What the task requires
Repeat back the entries that follow, keeping every word as it is.

Raw data
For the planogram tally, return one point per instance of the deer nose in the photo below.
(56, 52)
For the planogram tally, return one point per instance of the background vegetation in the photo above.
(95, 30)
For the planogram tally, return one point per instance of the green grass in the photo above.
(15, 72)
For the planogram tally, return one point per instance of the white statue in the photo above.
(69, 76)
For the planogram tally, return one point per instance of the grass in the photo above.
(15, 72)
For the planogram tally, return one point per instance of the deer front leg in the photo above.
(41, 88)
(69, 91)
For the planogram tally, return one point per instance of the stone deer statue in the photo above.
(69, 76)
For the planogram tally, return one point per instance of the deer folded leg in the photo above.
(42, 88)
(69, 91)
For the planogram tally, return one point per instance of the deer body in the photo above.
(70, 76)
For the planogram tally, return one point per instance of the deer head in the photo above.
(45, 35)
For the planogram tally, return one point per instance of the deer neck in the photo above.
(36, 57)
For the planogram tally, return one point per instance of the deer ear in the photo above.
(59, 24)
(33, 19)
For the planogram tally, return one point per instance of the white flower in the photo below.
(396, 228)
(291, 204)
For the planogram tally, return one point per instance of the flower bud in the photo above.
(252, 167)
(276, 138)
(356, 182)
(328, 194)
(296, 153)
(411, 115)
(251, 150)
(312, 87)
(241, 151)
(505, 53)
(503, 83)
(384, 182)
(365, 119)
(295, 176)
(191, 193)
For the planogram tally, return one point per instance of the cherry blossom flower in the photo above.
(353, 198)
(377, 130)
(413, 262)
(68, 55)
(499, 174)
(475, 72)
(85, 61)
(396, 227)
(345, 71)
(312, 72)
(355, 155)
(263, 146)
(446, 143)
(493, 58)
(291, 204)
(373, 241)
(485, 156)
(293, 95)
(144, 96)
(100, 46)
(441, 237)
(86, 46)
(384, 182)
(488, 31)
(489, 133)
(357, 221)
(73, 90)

Solved problem
For the planogram tally, return one point per instance of the deer nose in the photo below.
(56, 52)
For the planogram tally, return one point per instance of the background vegetation in the photo above.
(95, 30)
For the planogram tally, return one point per instance of the green grass in the photo above.
(15, 72)
For the planogram tally, return one point per instance of the white statue in the photo above.
(69, 76)
For the planogram tally, return one point per instance of the grass in the photo above.
(15, 72)
For the planogram tally, return one point per instance of the deer front leg in the photo above.
(41, 88)
(69, 91)
For the planogram tally, return one point per instance of the stone deer statue in the photo above.
(69, 76)
For the planogram tally, return one point per instance of the deer folded leg in the photo above.
(42, 88)
(69, 91)
For the planogram tally, return one point per instance of the deer body in the photo above.
(70, 76)
For the planogram tally, return one point per instance of the deer head in the photo above.
(45, 35)
For the planogram tally, return one point per instance of the deer neck in the photo above.
(36, 57)
For the planogram tally, return one point per instance of the deer ear in the photo above.
(59, 24)
(33, 19)
For the planogram tally, return one point per instance of the white flower in the photo below.
(396, 228)
(291, 204)
For the planogram tally, return one point per instance of the flower bud in the photo above.
(252, 167)
(276, 138)
(356, 182)
(328, 194)
(296, 153)
(411, 115)
(251, 150)
(312, 87)
(241, 151)
(505, 53)
(503, 83)
(384, 182)
(365, 119)
(295, 176)
(191, 193)
For the planogram tally, return one point per instance of the cherry blossom flower in the photo above.
(353, 198)
(377, 130)
(413, 262)
(68, 55)
(499, 174)
(475, 72)
(85, 61)
(396, 227)
(345, 71)
(312, 72)
(355, 155)
(263, 146)
(446, 143)
(493, 58)
(291, 204)
(373, 241)
(485, 156)
(293, 95)
(144, 96)
(100, 46)
(441, 237)
(86, 46)
(384, 182)
(488, 31)
(489, 133)
(357, 221)
(73, 90)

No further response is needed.